**Work order:**
Please copy the records exactly as they appear, with all pictures left out.

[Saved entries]
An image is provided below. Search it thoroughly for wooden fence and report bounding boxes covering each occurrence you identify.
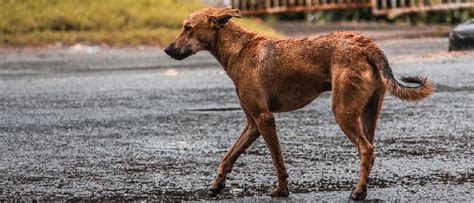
[230,0,474,15]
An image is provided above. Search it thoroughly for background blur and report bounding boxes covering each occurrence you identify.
[0,0,279,47]
[1,0,473,47]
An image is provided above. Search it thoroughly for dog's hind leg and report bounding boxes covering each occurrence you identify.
[208,116,260,196]
[361,91,384,143]
[361,89,385,176]
[331,67,375,201]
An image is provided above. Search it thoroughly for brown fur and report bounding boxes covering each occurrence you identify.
[164,7,433,200]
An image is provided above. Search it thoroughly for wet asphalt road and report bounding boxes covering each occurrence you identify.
[0,38,473,201]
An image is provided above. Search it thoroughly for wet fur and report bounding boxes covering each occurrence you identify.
[164,7,433,200]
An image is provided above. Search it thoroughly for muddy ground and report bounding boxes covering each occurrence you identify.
[0,37,473,201]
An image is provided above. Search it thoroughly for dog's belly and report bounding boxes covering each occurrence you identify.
[266,80,331,113]
[248,39,334,112]
[257,58,332,112]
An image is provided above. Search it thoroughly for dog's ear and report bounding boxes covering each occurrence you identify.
[210,7,242,27]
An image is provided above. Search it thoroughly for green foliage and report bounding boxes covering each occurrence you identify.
[0,28,180,47]
[0,0,201,34]
[0,0,281,47]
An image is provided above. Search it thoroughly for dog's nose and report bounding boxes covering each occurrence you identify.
[164,46,172,55]
[164,43,175,56]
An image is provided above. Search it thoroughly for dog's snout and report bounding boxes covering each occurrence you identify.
[164,43,193,60]
[164,43,175,56]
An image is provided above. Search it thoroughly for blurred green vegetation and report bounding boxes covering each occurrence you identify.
[0,0,281,47]
[1,0,470,47]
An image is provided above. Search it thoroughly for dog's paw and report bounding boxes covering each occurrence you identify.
[270,186,289,197]
[207,181,225,197]
[349,185,367,201]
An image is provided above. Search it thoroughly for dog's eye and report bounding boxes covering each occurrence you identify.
[184,25,192,33]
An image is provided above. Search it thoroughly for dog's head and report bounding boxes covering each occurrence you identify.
[164,7,242,60]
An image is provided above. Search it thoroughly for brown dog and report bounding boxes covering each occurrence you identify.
[164,7,433,200]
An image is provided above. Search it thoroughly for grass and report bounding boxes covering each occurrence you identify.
[0,0,282,47]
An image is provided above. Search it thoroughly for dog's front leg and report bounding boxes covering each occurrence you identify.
[255,112,289,197]
[208,117,260,196]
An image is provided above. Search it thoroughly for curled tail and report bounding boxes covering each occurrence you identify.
[370,52,434,102]
[381,66,434,101]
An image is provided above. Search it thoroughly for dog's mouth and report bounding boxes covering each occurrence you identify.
[164,44,194,60]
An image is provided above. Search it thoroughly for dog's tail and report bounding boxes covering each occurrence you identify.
[369,51,434,102]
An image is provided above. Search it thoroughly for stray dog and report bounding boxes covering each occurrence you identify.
[164,7,433,200]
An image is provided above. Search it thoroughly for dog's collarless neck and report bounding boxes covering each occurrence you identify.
[211,22,255,71]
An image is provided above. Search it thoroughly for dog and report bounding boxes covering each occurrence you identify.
[164,7,433,200]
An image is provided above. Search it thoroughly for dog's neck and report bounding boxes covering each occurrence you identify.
[208,21,257,71]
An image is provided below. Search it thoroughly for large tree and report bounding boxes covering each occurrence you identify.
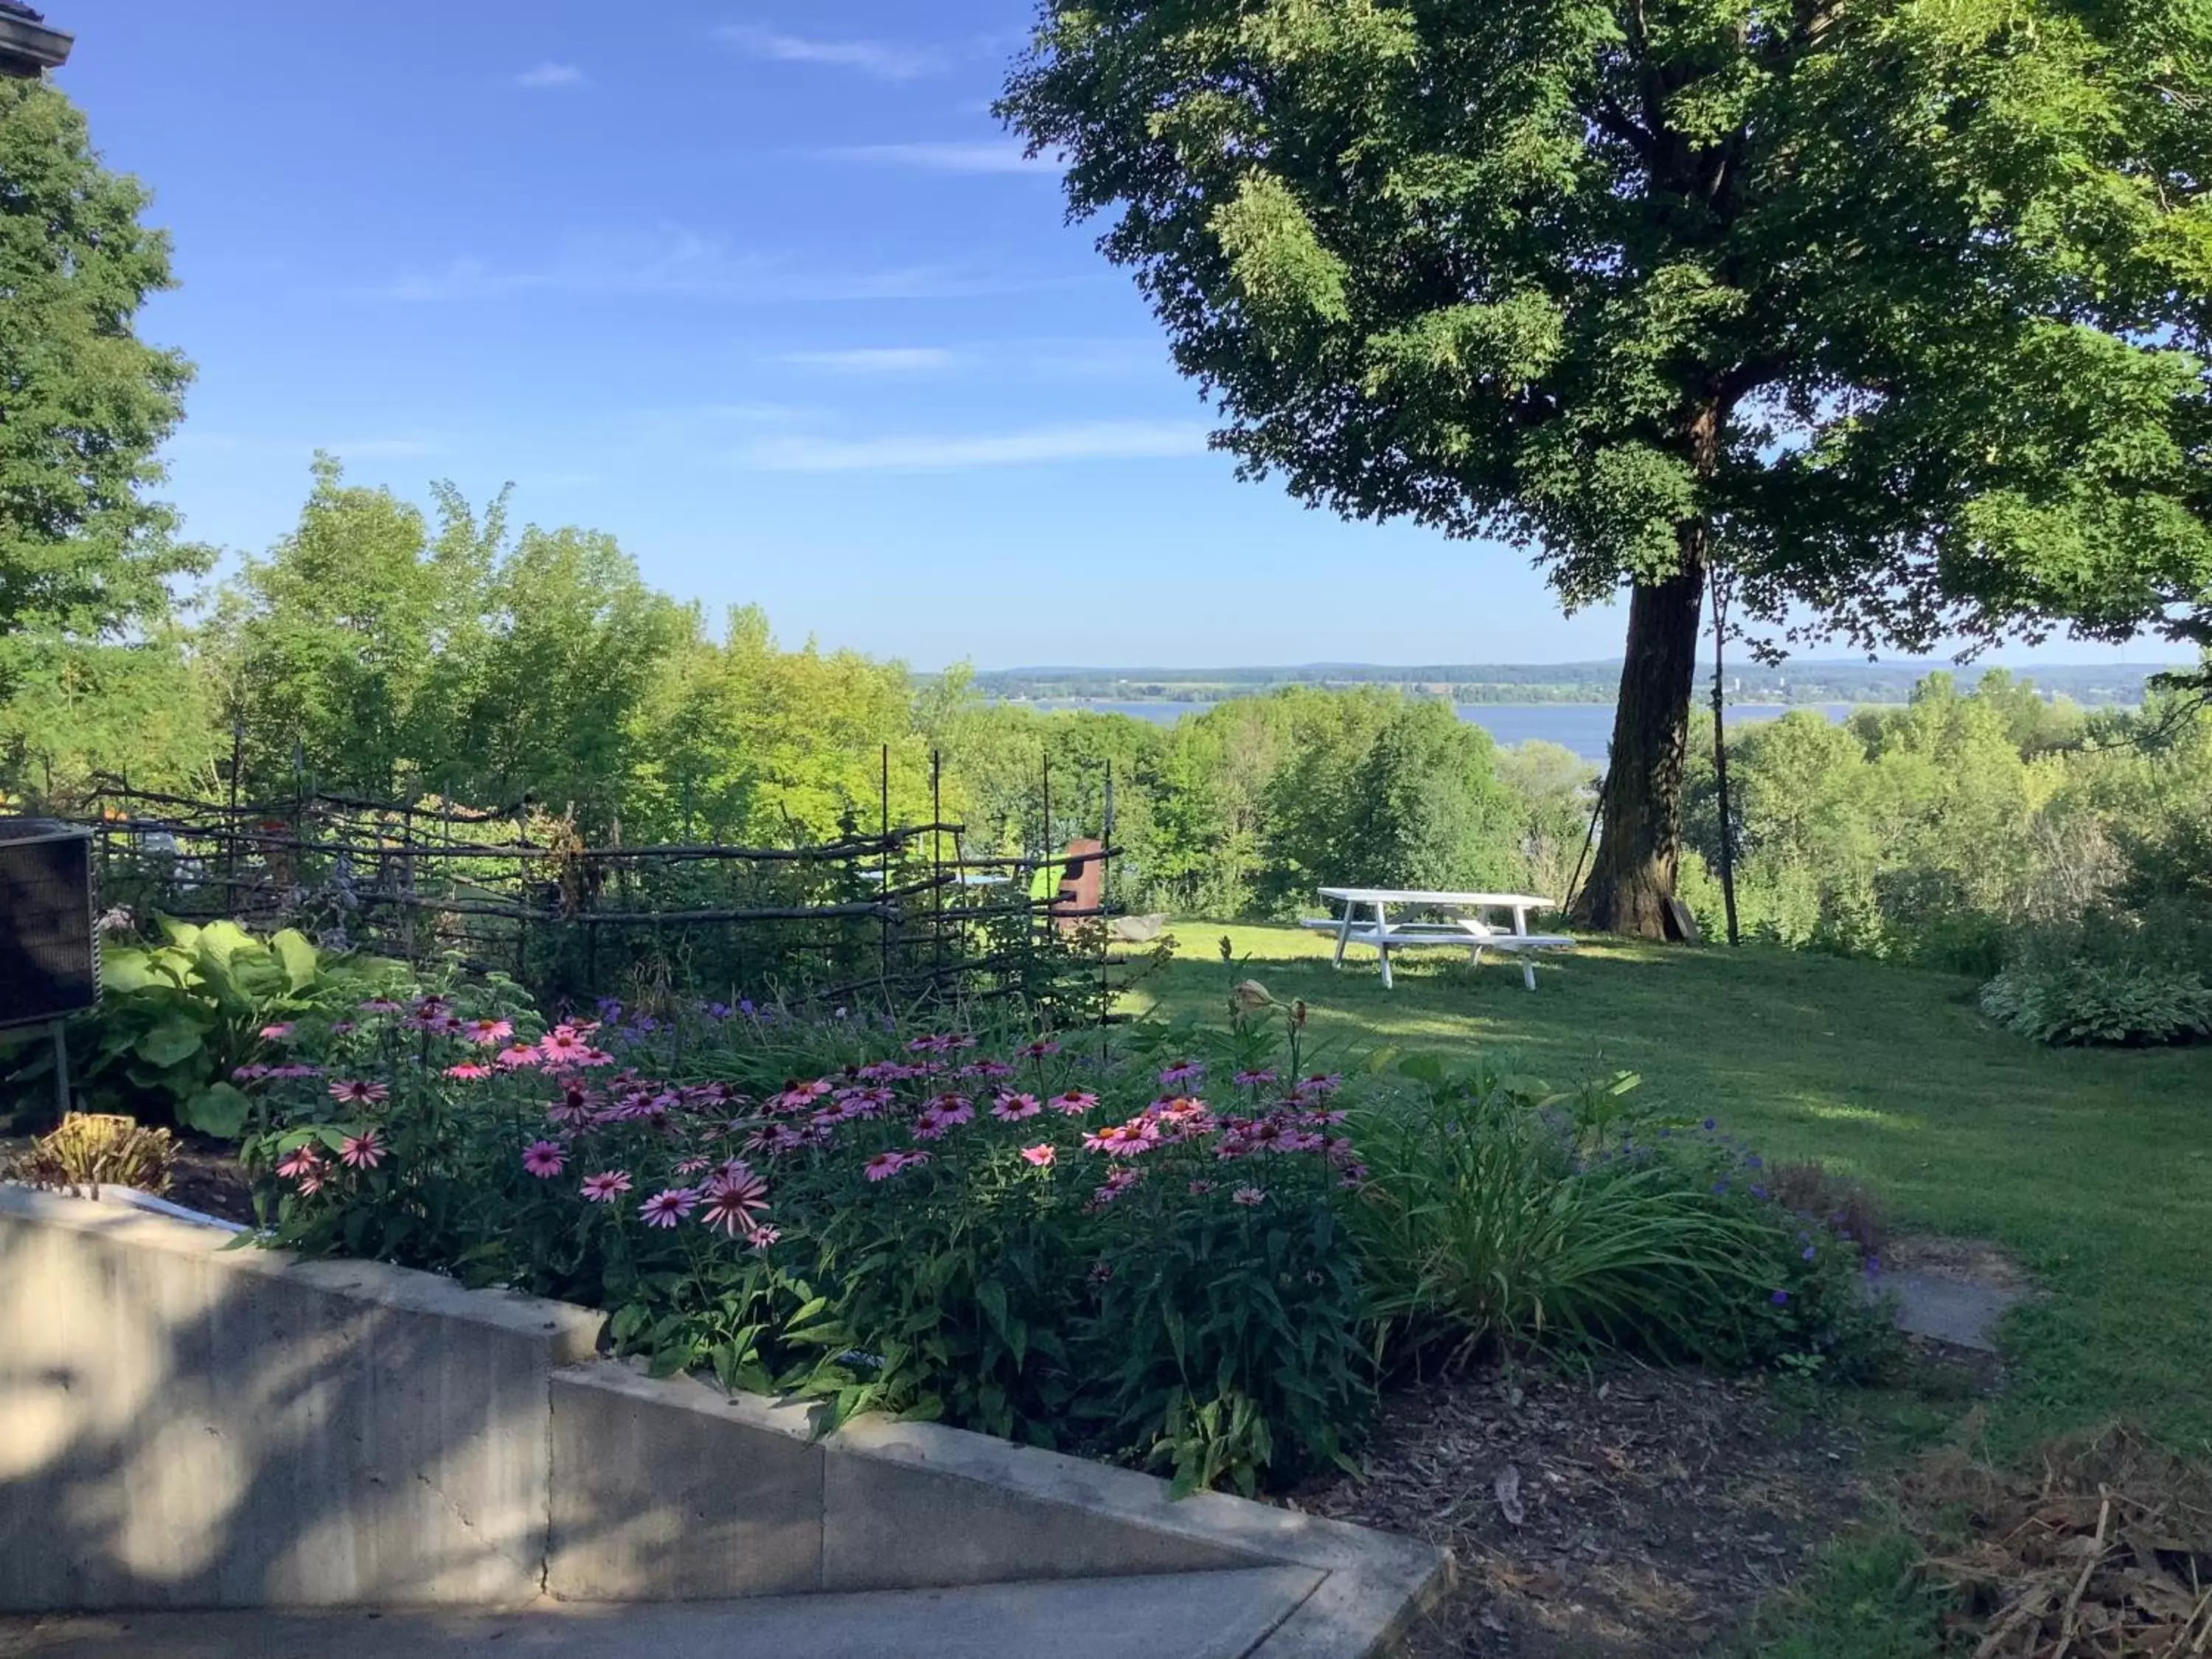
[0,77,199,707]
[1001,0,2212,935]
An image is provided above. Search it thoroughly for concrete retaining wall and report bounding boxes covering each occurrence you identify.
[0,1186,1447,1650]
[0,1185,602,1610]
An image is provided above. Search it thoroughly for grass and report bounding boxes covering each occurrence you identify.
[1132,925,2212,1461]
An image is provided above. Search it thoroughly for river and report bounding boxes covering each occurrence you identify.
[1006,700,1873,761]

**Written response:**
An image is provided below. Search it thoroughly for wooden fence and report bounding boxes covering each occurrence you identify.
[230,0,474,15]
An image is provided above. Search it thoroughly for background blur and report bounding boxes covering each occurrence you identify.
[0,0,279,47]
[1,0,473,47]
An image is provided above. Search it thoroughly for dog's hind leg and report bounding boxes covering each occurrence you identify.
[208,116,260,196]
[361,91,384,143]
[361,89,385,176]
[331,67,375,201]
An image is provided above. Search it thoroughly for brown fur and report bounding boxes covering each occurrence you identify.
[164,7,433,200]
An image is provided above. Search it thoroughly for wet asphalt road and report bounding boxes covering each occurrence you identify.
[0,38,473,201]
An image is provided above. Search it thoroughly for wet fur and report bounding boxes covering each occurrence you identify.
[164,7,433,200]
An image is provided above. Search it thoroughly for muddy ground and report bounding boxes covering each occurrence you identify.
[0,37,473,201]
An image is provided above. Search it thoroughly for dog's belly and report bounding boxes covering each occurrence you identify.
[266,80,331,113]
[248,39,334,112]
[257,58,332,112]
An image is provided above. Search it thoroughly for dog's ear and report bounding boxes covering each occurrence you identify.
[210,7,242,27]
An image is provided above. Search it thoroughly for green foliage and report bounding boxes covering each occurrence you identify.
[0,28,180,47]
[0,0,201,34]
[0,0,281,47]
An image is provided above. Search it thoroughly for dog's nose and report bounding boxes covering each occurrence you identify.
[164,46,172,55]
[164,43,175,56]
An image is provided above. Search it thoroughly for dog's snout and report bounding boxes covering each occurrence you identify.
[164,43,193,60]
[164,43,175,56]
An image is provided above. Search it thoroughly for blurred green vegetation and report bounding boxes covering each occurrence you identify.
[0,0,281,47]
[1,0,470,47]
An image is provided above. Search it thoroughly for dog's paw and report bounding boxes covering each occurrence you identify.
[270,186,289,197]
[207,181,225,197]
[349,185,367,201]
An image is provided above. Search it thoroughly for dog's eye and report bounding boxes covering each occurrence you identify.
[184,25,192,33]
An image is provided above. Search it thoroughly for dog's head and report bounding boxes covering each occurrence you identify.
[164,7,242,60]
An image is provided above. Search it thoroughly for brown dog and report bounding boxes covering each occurrence you identify.
[164,7,433,200]
An image is provided above. Search it thoroughly for grass and report bounding boxes covering each occurrence you identify.
[0,0,282,47]
An image is provided above. Search it thoroughly for dog's front leg and report bounding boxes covering each occurrence you identify.
[255,112,289,197]
[208,117,260,196]
An image is provided above. Search it thoroughly for curled tail and report bounding boxes covering each occurrence you identify.
[370,52,434,102]
[381,66,434,101]
An image is provided above. Search it thoroughly for dog's mouth and report bounding boxes covering each occurrence you identify.
[164,44,194,60]
An image is provided above. Search it thoroughly for dog's tail and report bounding boxes covering each occurrence you identify.
[369,51,434,102]
An image is provided above. Search it thoroughly for stray dog and report bounding boxes covering each occurrence you identify.
[164,7,433,200]
An image is provided above. Search it thoroughly for dog's collarless neck and report bounding boxes covering each occurrence you identify.
[211,22,255,71]
An image is provided above. Search it thoroughly for dog and report bounding boxes covering each occurrence you identify.
[164,7,433,200]
An image is provided above. Search it thoroughly for dog's neck and report bounding boxes covering each occurrence you identify.
[208,21,257,71]
An image is provided below. Search it thoroughly for large tree and report bounding boxes covering each occurrence you identify.
[0,77,199,707]
[1001,0,2212,935]
An image is provided above. Search it thoroughly for concrete retaining wall and report bounding boxes covering each occurrence you identify.
[0,1186,1447,1650]
[0,1185,602,1610]
An image is provided above. Search it thoroughly for grass and report bounding boxes covering each occurrence you identify.
[1132,925,2212,1461]
An image is provided above. Search it thoroughly for river and report bounding boxes covering each occurrence you identify.
[1006,700,1873,761]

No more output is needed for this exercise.